◆ Alıntı Metin
((

بِسْمِ اللهِ الرَّحْمٰنِ الرَّحِيمِ
Dini ve İLmi ARAştırmalar Merkezi

Evliyâ, velî kimdir?

            اَوْلِيَاء = «Evliyâ»nın tekili olan وَلِىُّ = «velî» kelimesi, lüğatte ya ism-i mef'ûl yahud ism-i fâildir. Lü­ğat bakımından velî: muhib = sevgi besleyen, karîb = yakın manasındadır. O halde birinci kademe olarak, hangi manada olursa olsun, ibadetle meşğul, günah işlemeyen; ikinci kademe olarak ise, Allah'ın Kendi hıfz ve himayesine alıp onu ibadet yapmaya ve hayr işlemeye muvaffak ettiği kimsedir.

            İşte istikameti doğru olan insanlardan aklın dı­şında = harikulâde vak'âlar tezahür ederse, bu ya peygamberdir yahud da velîdir.

))

◆ Veri Kümesi
((

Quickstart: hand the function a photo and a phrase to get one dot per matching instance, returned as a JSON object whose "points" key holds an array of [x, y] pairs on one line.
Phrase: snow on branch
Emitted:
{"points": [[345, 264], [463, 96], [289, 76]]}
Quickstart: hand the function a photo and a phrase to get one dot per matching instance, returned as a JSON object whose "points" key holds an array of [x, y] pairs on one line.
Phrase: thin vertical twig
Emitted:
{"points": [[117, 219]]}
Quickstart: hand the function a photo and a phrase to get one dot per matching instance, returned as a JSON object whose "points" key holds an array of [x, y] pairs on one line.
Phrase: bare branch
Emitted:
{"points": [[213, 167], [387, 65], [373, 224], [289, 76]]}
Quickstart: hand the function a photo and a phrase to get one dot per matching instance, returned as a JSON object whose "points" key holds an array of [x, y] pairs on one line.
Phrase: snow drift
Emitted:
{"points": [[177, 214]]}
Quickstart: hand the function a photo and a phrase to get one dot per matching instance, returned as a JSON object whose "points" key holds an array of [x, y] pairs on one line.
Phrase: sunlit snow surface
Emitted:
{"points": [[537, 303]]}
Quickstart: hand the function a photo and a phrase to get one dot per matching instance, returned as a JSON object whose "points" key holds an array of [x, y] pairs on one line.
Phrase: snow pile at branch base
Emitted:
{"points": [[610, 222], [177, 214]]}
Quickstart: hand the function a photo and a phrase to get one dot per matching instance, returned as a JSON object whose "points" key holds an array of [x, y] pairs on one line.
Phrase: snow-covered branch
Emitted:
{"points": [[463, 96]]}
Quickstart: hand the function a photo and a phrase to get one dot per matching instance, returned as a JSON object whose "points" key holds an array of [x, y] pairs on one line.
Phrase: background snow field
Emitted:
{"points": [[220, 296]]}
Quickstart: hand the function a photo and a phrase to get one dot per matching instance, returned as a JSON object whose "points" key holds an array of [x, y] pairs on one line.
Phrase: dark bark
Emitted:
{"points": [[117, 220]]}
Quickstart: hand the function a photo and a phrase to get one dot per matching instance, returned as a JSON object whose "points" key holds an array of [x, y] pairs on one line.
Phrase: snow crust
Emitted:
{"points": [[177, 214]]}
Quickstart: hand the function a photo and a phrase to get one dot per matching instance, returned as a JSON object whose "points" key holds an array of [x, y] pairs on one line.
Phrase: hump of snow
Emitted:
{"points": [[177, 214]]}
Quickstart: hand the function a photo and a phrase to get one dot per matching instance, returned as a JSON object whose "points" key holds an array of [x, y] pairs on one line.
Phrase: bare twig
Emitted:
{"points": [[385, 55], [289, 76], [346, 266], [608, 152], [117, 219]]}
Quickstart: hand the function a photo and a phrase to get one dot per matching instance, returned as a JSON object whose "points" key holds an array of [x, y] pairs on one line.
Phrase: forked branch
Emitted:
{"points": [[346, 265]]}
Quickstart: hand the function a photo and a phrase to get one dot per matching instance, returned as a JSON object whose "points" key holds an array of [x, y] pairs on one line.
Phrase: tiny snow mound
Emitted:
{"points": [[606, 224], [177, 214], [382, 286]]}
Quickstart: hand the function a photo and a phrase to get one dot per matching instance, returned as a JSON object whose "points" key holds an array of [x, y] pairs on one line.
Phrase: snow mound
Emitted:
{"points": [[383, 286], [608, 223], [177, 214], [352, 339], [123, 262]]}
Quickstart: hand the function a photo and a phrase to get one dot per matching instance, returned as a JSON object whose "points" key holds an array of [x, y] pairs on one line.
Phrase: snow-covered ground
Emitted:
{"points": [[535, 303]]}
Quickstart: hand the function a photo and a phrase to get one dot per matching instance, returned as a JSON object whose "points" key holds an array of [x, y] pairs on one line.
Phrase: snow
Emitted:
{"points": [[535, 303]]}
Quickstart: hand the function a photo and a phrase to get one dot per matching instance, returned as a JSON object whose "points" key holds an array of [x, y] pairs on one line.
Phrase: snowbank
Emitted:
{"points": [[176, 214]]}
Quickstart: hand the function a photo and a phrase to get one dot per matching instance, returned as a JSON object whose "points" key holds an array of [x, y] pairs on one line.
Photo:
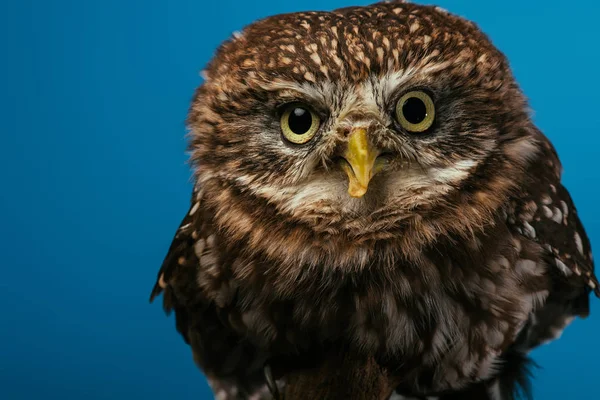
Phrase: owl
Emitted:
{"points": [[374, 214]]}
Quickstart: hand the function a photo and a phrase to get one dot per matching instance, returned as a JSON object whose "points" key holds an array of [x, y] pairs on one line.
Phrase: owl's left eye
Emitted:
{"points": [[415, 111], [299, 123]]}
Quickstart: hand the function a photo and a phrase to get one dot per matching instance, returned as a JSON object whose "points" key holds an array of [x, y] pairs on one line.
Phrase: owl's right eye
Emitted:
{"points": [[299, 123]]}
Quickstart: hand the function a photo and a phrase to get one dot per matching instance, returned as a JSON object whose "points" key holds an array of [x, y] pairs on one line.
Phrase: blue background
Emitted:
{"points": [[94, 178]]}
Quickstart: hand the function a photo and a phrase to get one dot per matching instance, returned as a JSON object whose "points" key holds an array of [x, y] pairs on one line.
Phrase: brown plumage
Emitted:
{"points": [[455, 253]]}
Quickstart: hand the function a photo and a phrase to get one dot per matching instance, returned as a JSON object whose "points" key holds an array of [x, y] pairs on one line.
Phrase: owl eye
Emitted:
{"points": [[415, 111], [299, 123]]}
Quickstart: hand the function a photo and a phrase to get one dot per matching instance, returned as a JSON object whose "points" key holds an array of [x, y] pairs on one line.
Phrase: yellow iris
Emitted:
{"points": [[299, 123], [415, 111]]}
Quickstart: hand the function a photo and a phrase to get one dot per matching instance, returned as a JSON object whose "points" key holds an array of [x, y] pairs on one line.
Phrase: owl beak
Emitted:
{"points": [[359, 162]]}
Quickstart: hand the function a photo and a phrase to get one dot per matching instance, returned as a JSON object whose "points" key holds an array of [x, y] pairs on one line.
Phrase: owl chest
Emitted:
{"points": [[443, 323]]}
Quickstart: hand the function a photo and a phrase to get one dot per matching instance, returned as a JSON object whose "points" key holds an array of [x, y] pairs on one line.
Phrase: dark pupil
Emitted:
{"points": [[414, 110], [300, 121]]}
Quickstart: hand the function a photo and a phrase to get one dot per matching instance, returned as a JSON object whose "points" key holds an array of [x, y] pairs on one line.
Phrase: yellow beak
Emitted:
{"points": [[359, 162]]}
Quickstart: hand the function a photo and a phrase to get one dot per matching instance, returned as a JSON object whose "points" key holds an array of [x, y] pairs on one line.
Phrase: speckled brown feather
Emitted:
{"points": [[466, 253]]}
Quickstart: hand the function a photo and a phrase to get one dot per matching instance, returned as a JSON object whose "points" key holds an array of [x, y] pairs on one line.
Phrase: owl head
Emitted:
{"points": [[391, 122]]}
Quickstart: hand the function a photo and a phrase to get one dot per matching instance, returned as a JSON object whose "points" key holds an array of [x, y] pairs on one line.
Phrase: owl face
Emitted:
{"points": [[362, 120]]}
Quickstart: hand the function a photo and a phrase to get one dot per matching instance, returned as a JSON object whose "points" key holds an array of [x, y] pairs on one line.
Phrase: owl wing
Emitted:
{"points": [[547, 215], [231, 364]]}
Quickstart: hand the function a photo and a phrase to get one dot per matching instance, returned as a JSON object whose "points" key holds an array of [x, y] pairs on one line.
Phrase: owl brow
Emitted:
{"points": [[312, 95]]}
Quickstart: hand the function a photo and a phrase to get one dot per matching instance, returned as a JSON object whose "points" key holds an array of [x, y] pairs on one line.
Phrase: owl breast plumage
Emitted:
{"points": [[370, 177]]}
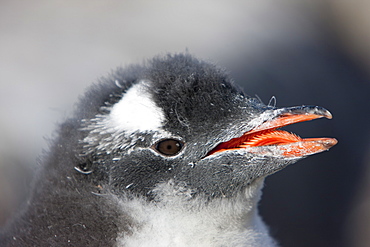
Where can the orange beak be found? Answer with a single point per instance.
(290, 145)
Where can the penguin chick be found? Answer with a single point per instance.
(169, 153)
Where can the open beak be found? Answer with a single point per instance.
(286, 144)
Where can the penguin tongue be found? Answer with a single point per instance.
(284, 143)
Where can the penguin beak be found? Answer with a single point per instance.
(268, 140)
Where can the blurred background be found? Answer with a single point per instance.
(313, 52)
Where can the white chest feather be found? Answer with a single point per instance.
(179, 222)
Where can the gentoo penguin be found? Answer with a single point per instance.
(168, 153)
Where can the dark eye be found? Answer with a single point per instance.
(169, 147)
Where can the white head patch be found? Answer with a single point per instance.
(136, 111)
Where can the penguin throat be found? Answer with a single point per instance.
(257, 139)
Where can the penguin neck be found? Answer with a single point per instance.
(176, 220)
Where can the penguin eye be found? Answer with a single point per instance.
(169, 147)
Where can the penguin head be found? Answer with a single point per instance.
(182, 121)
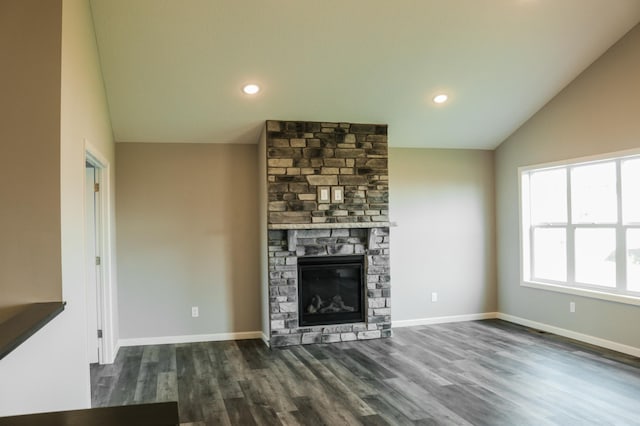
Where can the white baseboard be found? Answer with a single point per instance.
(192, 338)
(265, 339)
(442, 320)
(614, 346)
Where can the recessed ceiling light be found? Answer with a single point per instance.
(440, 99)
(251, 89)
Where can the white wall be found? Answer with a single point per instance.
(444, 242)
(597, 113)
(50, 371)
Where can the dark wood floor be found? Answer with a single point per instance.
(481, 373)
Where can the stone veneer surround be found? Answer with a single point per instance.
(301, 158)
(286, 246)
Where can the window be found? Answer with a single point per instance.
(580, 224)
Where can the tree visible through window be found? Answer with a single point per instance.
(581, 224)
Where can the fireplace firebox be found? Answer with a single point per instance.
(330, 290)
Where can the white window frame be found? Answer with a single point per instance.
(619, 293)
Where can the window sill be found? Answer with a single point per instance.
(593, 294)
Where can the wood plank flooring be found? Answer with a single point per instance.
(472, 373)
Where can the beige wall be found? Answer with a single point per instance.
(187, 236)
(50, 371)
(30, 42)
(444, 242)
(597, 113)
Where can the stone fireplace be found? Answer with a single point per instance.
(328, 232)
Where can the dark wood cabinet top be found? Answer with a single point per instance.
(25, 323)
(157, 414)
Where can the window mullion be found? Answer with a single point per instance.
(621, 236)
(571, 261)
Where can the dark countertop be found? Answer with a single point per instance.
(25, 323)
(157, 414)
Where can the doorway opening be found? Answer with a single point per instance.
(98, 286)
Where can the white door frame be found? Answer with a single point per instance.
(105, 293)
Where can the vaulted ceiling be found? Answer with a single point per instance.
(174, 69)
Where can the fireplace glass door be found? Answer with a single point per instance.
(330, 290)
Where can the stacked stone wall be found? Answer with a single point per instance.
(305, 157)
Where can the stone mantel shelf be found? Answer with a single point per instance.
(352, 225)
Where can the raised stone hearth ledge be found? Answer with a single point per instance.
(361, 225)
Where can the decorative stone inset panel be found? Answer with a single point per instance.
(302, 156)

))

◆ Çözülecek Problemler
1. Velî hakkındaki metne göre "velî" kelimesi lügat bakımından hangi manalara gelir?
2. Velî hakkındaki metni kaldığı yerden sürdürün.
Liste, velî hakkındaki metinden ayrı bir malzemedir.

◆ Yanıtlar
1. Muhib, yani sevgi besleyen, ve karîb, yani yakın manalarına gelir.

2.
            Peygamberlerin en büyüğü Hazreti Ahmed sal­lallâhu Teâla aleyhi ve sellem'den sonra nübüvvet ve risâlet olmadığına göre, Rasûlullah sallallâhu Te­âla aleyhi ve sellem'e uyarak tam istikametini doğ­rultan ve düzelten kimselerden harikulâde = keşif, sahih ilham, keramet görülürse, her ne suretle olursa olsun, onun ismi velîdir.

            Velî, ibadetle meşğul, istikameti düzgün olandır. İstikametsiz kimseden harikulâde bir şeyler görülür­se, ismi, «sihir», «istidrac», «tayret», «arâfet» ve «teneccüm»dür.

            Hatta bu ilimlere mübtela olanlardan çoğu, peygamberlik ve ilahlık dava etmeye kadar cür'et ederler.

            Ezcümle, ruh çağırma, cincilik diye tabir olunan şey bunlara dahildir. Çünkü istikameti doğru olma­yan, ervâh-ı habîse veya «ğul» diye tabir olunan şeytan, cin taifesiyle irtibat kurarsa, şeytan ve cinler ona ğalebe çalarlar. Eğer cin fâsık ise onu fâsık eder, kafir ise onu kafir eder.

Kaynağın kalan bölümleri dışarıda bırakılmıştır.